**What to produce:** Pictures are not part of the copy; reproduce the remaining data exactly.

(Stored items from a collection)
★ ★ ★

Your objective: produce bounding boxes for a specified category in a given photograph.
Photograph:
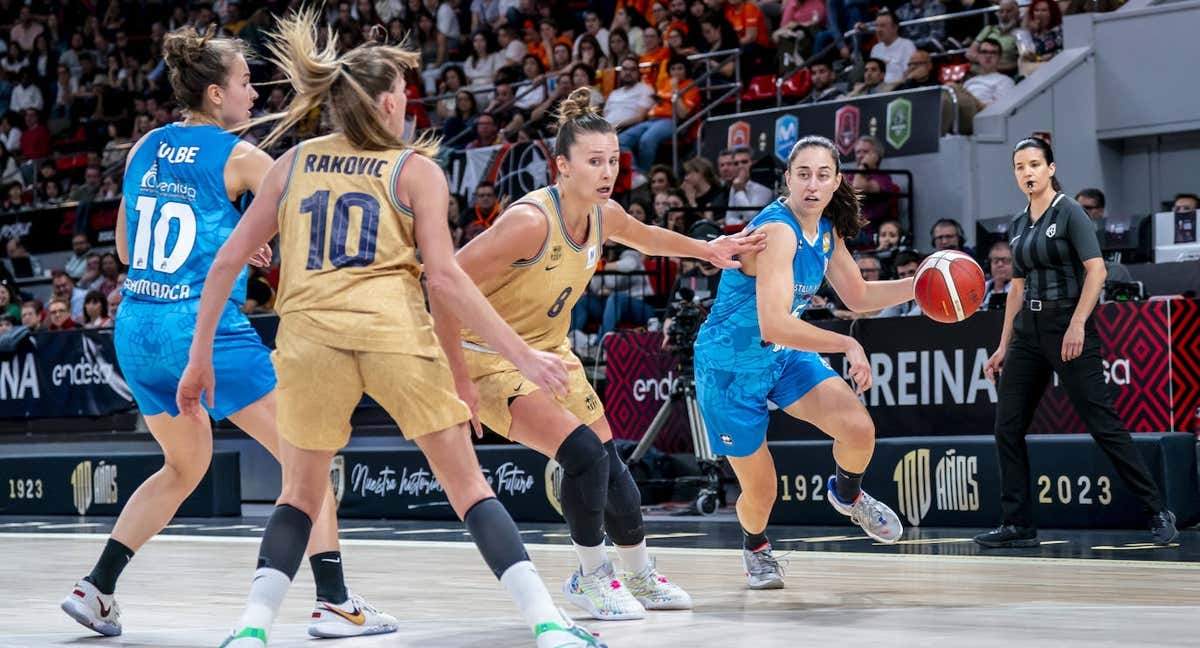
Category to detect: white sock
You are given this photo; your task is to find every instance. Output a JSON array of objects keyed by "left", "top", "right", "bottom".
[
  {"left": 499, "top": 560, "right": 563, "bottom": 630},
  {"left": 573, "top": 541, "right": 609, "bottom": 573},
  {"left": 236, "top": 567, "right": 291, "bottom": 631},
  {"left": 615, "top": 541, "right": 651, "bottom": 574}
]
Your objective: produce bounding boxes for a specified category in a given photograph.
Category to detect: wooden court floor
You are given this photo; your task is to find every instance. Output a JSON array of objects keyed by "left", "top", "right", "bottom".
[{"left": 3, "top": 531, "right": 1197, "bottom": 647}]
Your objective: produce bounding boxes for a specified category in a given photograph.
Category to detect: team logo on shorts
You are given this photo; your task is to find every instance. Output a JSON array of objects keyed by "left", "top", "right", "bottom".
[
  {"left": 1046, "top": 224, "right": 1057, "bottom": 238},
  {"left": 719, "top": 434, "right": 734, "bottom": 446},
  {"left": 819, "top": 356, "right": 833, "bottom": 371},
  {"left": 585, "top": 394, "right": 598, "bottom": 411}
]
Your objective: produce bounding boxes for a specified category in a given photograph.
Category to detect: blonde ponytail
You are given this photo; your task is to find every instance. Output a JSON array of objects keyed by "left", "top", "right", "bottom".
[{"left": 250, "top": 7, "right": 438, "bottom": 156}]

★ ★ ★

**Answer section:**
Your objective: produce bounding boxes for a specified category in a given photograph.
Photograph:
Category to detect: white sock
You are given this photo; your task is to find every instance. Output a JSON array of objects keyed by "left", "top", "right", "bottom".
[
  {"left": 499, "top": 560, "right": 563, "bottom": 630},
  {"left": 573, "top": 541, "right": 609, "bottom": 573},
  {"left": 236, "top": 567, "right": 291, "bottom": 631},
  {"left": 615, "top": 541, "right": 651, "bottom": 574}
]
Your objective: produce bounding boxes for a specified category in a given photograph.
Category to detect: wooden court floor
You are given this photo; your task is to find every instance. Output a JSON array of objects keyed by "left", "top", "right", "bottom".
[{"left": 3, "top": 531, "right": 1197, "bottom": 647}]
Your objective: produce bounding boxes for a specified category in a given photograph.
Category to detect: team logo on shorts
You are given this photo; your task is to find every instance. Output a JSON array of objects keyed by "left", "top", "right", "bottom".
[
  {"left": 1046, "top": 224, "right": 1057, "bottom": 238},
  {"left": 719, "top": 434, "right": 734, "bottom": 446},
  {"left": 819, "top": 356, "right": 833, "bottom": 371},
  {"left": 585, "top": 394, "right": 598, "bottom": 411}
]
Your objective: produce bounding boxes for a specified category in a given photograph.
Category to detect: blonde ponytail
You are given this photo; your task is to find every instance. Output a JSON array of objects keyed by "left", "top", "right", "bottom".
[{"left": 250, "top": 7, "right": 438, "bottom": 156}]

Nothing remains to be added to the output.